SET PROBLEM :: In the text about giving advice, what does the writer say changed in the last three years?

Despite all my advice column reading, my lived experiences tell me that the best advice is sometimes the simple truth. Good advice is not merely the parroting of so many motivational self-help "You can do it!" books, or doing the academic planning for a lost young man. I've had students whose girlfriends chose their classes for them (not making that up!) ask me for advice about law school or the LSAT, and I always wonder how much advice I could give them if they are so incapable of personal direction. And it's questionable whether you should always give advice. I'm always open to giving some advice and guidance to the students I teach. I feel that it's a part of the special relationship between teacher and student, and I myself have benefitted inumerable times from the kindness of professors. In fact, I am so indebted to my professors for encouraging me to pursue law teaching that I am somewhat of a student groupie, bringing them baked goods, buying them expensive presents, and asking them to sign my copies of their law review articles (again, not kidding). But do any of us have an obligation to advise complete strangers who email you on Myspace? There is definitely less obligation to advise in the latter case. Also, having been caught in the vicious trap of "advise me on everything/proofread my personal statement/plan all my classes for me/coach me on the LSAT," I've learned to limit myself to a few general pointers and then calling it a day. Yes, I have actually helped people edit their personal statements. Yes, I actually tutored people (for FREE) on the LSAT. And no, I will never, ever do this again unless it is for a blood relative. What has changed is that in the last three years, I grew a spine and learned to say "no."

There's a lively debate in the legal blogosphere about the proper role of professors. Some advise junior profs (or "prawfs") that they do not have to say yes to every letter of recommendation request that comes their way, and that for sanity's sake profs should remember that they are not obligated to cater to every student. Others advise law profs to never give out legal advice, particularly in states in which they are not licensed. (sound advice) In other words, be a good professor, but be good to yourself--and your students--by recognizing your limited role. Or at least how limited it should be. You are not mother/father/Godfather to your students. There are limits to what you can do, and what you should do. You can say no. It is okay to say no.

GIVEN MATERIAL ::

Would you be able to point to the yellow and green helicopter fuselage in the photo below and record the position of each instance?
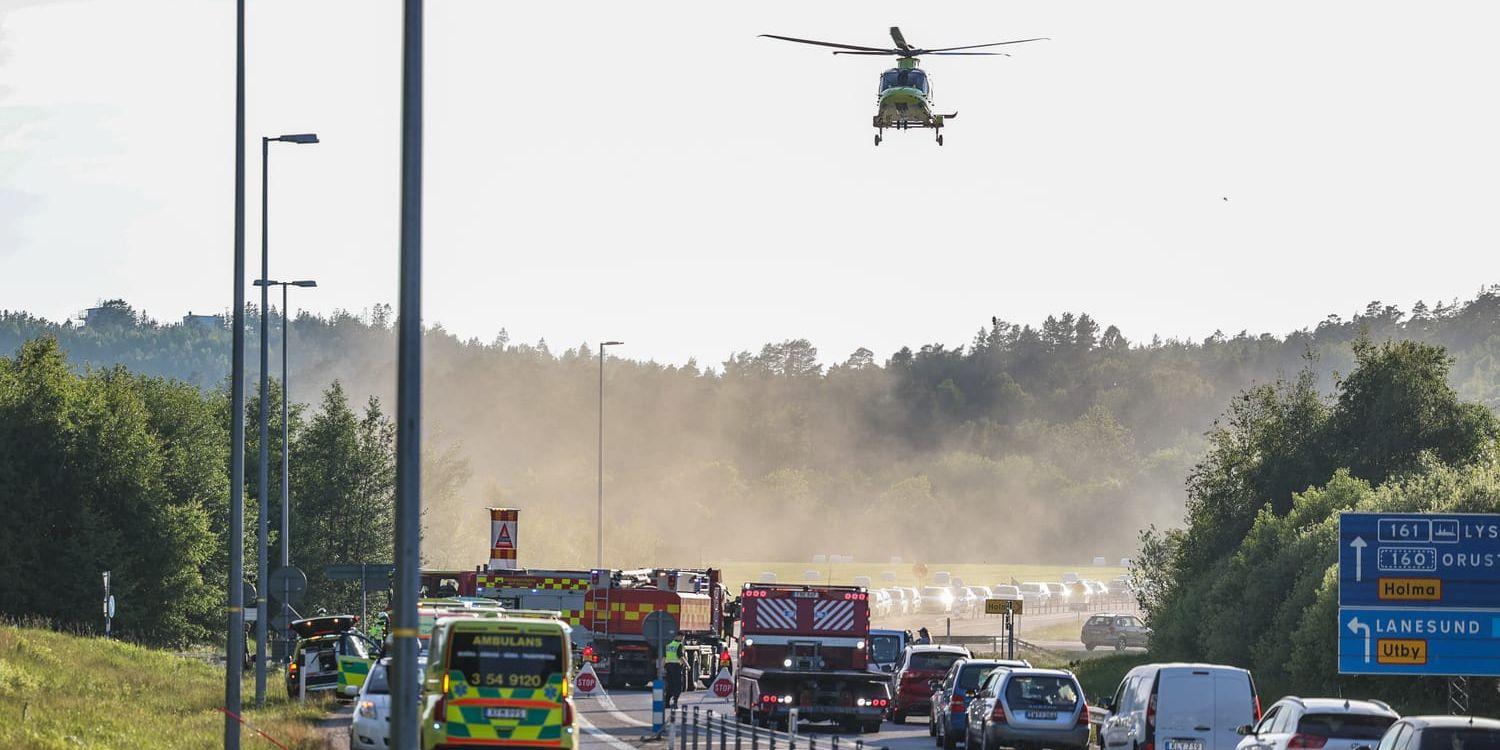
(906, 101)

ANSWER TO THE EXERCISE :: The writer grew a spine and learned to say "no."